EXCERPT:

# Scylla FAQ¶

## Performance¶

### I’m not getting the level of performance I expected. What’s wrong?¶

Lower than expected performance can be a result of many factors, from HW (storage, CPU, network) to data modeling to the application layer. As a first step, make sure to have Scylla Monitoring Stack in place. Looking at the Scylla dashboard is the best way to look for bottlenecks. If you need our help, please follow How to Report a Performance Problem to share data securely.

### Scylla is using all of my memory! Why is that? What if the server runs out of memory?¶

Scylla uses available memory to cache your data. Scylla knows how to dynamically manage memory for optimal performance; for example, if many clients connect to Scylla, it will evict some data from the cache to make room for these connections; when the connection count drops again, this memory is returned to the cache.

### Can I limit Scylla to use less CPU and memory?¶

The --smp option (for instance, --smp 2) will restrict Scylla to a smaller number of CPUs. It will still use 100 % of those CPUs, but at least won’t take your system out completely. An analogous option exists for memory: -m.

### Do I ever need to disable the Scylla cache to use less memory?¶

It is not possible to turn off the Scylla cache. But cache problems do not arise in normal operation. Scylla can use up to 50% of memory for cache, and will dynamically evict rows from the cache if they are too large. So the only possibility of getting an out of memory error is if a single row is bigger than 50% of the memory for a shard. This is (total_machine_memory / (number_of_lcores * 2)).

For a 64GB machine with 16 cores and hyperthreading enabled, you have 2GB per shard, of which the cache can use 1GB per shard. With such large rows, you will have other problems. We recommend staying with rows that are less than a few megabytes maximum size.

### What are some of the techniques Scylla uses to achieve its performance?¶

Scylla tries to utilize all available resources (processor cores, memory, storage, and networking) by always operations in parallel and never blocking. If Scylla needs to read a disk block, it initiates the read and immediately moves on to another task. Later, when the read completes Scylla resumes the original task from where it left off. By never blocking, a high degree of concurrency is achieved, allowing all resources to be utilized to their limit. Read more on Scylla Architecture:

### I understood Scylla underline Seastar framework use one thread per core, but I see more than two threads per core¶

Seastar creates an extra thread per core for blocking syscalls (like open()/ fsync() / close() ); this allows the Seastar reactor to continue executing while a blocking operation takes place. Those threads are usually idle, so they don’t contribute to significant context switching activity.

### I’m seeing X compaction running in parallel on a single Scylla node. Is it normal?¶

Yes, for more than one reason:

• each shard (core) will run its compactions independently, often at the same time,
• each table will run its compactions independently, often at the same time
• depending on the compaction strategy, more than one compaction can run in parallel. For example in Sized Tier Compaction Strategy (STCS), large sstable compaction can take time, allowing smaller sstable to be compacted at the same time

### Setting io.conf configuration for HDD storage¶

As part of the Scylla setup process, iotune runs a short benchmark of your storage. When completed, it generates the /etc/scylla.d/io.conf configuration file. Note that iotune has known issues benchmarking HDD storage.

GOALS:
**1.** According to the Scylla FAQ, which option restricts Scylla to a smaller number of CPUs?
**2.** Pick up the Scylla FAQ after its final sentence and continue writing it.
The listing after this point is separate from the Scylla FAQ.

RECORDS SHOWN:
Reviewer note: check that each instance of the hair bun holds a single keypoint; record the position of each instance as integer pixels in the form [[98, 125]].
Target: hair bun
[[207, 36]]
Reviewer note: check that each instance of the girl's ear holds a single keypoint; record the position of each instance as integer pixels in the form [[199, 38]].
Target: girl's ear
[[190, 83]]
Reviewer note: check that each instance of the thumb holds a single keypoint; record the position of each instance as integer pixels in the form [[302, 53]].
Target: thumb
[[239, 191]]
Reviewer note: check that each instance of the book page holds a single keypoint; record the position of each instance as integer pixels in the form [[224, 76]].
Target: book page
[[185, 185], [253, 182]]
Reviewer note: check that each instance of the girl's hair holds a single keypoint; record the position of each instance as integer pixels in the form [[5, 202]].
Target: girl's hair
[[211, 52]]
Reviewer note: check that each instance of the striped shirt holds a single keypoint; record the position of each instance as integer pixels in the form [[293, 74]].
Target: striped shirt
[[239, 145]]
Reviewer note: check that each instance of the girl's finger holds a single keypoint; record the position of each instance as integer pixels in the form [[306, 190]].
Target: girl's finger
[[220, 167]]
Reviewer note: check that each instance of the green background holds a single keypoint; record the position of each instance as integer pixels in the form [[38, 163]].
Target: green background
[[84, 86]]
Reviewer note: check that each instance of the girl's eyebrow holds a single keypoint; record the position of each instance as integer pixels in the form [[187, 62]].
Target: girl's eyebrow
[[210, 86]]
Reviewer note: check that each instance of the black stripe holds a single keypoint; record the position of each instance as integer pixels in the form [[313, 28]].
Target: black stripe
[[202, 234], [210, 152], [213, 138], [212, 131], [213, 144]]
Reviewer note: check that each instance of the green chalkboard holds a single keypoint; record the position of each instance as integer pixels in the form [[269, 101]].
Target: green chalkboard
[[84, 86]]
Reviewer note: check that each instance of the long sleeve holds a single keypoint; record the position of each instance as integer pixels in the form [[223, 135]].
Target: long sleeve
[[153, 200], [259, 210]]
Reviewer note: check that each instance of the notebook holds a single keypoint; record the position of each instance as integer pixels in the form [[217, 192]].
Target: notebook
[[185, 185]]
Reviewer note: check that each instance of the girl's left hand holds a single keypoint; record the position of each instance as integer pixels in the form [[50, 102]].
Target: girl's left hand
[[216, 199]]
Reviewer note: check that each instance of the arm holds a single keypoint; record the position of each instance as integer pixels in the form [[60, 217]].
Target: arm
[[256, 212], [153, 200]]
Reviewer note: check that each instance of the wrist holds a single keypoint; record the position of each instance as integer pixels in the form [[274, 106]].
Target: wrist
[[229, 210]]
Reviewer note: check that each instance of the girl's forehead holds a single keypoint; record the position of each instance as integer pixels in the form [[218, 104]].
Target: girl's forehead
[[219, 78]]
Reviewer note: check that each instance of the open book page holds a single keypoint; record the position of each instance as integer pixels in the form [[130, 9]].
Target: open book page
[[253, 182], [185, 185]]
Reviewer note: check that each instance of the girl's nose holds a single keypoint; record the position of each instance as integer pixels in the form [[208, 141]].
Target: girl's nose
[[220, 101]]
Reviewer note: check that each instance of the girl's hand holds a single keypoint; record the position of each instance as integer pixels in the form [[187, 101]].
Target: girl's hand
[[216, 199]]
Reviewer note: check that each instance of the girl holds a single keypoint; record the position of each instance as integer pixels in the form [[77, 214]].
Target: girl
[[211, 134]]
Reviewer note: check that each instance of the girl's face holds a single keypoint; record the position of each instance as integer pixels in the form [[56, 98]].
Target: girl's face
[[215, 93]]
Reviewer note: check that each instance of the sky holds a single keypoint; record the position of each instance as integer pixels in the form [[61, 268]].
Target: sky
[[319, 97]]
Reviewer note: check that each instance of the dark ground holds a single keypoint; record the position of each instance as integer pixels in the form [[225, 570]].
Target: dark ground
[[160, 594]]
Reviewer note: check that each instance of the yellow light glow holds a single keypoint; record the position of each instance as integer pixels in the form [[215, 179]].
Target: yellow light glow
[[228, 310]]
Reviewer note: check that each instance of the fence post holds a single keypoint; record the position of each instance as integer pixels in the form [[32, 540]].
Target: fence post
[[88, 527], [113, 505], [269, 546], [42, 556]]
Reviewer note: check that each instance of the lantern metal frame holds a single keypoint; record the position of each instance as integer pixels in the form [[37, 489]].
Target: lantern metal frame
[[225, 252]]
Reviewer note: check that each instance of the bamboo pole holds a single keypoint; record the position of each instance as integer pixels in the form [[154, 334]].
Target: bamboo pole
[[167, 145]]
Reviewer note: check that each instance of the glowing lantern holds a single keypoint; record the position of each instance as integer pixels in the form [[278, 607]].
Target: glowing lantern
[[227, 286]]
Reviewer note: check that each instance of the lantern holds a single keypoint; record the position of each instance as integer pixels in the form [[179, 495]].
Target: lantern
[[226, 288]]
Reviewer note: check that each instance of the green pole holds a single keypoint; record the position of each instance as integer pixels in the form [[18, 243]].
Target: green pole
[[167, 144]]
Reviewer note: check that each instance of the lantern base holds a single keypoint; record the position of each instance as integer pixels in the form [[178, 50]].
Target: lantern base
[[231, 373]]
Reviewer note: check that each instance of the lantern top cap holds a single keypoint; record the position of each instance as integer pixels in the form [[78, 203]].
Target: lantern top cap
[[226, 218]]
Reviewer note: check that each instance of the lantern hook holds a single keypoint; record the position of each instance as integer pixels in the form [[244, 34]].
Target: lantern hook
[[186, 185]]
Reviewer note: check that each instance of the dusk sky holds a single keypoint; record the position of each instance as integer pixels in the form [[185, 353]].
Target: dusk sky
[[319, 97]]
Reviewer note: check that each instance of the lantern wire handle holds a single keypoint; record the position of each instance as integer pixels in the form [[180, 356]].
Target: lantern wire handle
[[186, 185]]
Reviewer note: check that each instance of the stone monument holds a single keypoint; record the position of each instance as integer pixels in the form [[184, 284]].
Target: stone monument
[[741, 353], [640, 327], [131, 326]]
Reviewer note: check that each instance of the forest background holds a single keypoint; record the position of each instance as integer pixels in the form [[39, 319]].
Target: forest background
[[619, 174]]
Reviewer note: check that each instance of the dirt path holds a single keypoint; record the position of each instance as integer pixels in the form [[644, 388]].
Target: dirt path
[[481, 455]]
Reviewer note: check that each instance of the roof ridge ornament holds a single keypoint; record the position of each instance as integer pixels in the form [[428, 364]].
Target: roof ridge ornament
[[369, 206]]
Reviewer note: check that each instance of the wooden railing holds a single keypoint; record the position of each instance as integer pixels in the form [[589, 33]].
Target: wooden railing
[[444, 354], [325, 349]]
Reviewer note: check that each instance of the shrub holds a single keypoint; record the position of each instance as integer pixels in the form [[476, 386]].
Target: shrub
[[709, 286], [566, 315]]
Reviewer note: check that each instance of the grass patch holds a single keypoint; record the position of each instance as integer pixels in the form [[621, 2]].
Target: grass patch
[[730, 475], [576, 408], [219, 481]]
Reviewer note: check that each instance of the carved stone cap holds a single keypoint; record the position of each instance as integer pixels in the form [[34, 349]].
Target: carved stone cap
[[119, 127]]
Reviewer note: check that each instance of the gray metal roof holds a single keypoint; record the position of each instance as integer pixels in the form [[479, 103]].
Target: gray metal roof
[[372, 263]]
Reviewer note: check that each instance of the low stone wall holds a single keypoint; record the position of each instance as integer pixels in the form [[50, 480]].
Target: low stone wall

ANSWERS FOR THIS EXERCISE:
**1.** The --smp option, for instance --smp 2.

**2.**
Note

This section is not relevant in 2.3

Therefore, when using Scylla with HDD storage, it is recommended to use RAID0 on all of your available disks, and manually update the io.conf configuration file max-io-request parameter. This parameter sets the number of concurrent requests sent to the storage. The value for this parameter should be 3X (3 times) the number of your disks. For example, if you have 3 disks, you would set max-io-request=9.

### Do I need to configure swap on a Scylla node?¶

Yes, configure swap on a Scylla node is recommended. swap size should be set to either total_mem/3 or 16GB - lower of the two.

total_mem is the total size of the nodes memory.

For example:

• If the node total_mem is 18GB swap size should be set to 6GB.
• If the node total_mem is 240GB swap size should be set to 16GB.

### After upgrade from Scylla 2.1 and older, scylla_reactor_utilization metrics is at high percentage (high CPU utilization is observed). Why does this happen?¶

Scylla 2.2 enables the compaction automatic controller which was not present prior to version 2.2. What this means is that in Scylla 2.1 (and earlier) the system waits for 4 SSTables to be present in the same tier before starting a compaction. In Scylla 2.2 (and later), compactions can be controlled to not impact the workload. This means that workloads which have been considered as backlog in Scylla 2.1 and earlier, in Scylla 2.2 and later are not.

### My query does not return any or some of the data? What happened?¶

If you are using a time range in the query, refer to the solution in the troubleshooting document, Time Range Queries Do Not Return Some or All of the Data.

### DESC SCHEMA shows that I am using many materialized views (MVs) when I know I only added Secondary Indexes (SI). Why are there MVs in my schema?¶

As SI is built ontop of MV, you can expect to see MV in your schema. There is nothing wrong with your system. More information on Global Secondary Indexes.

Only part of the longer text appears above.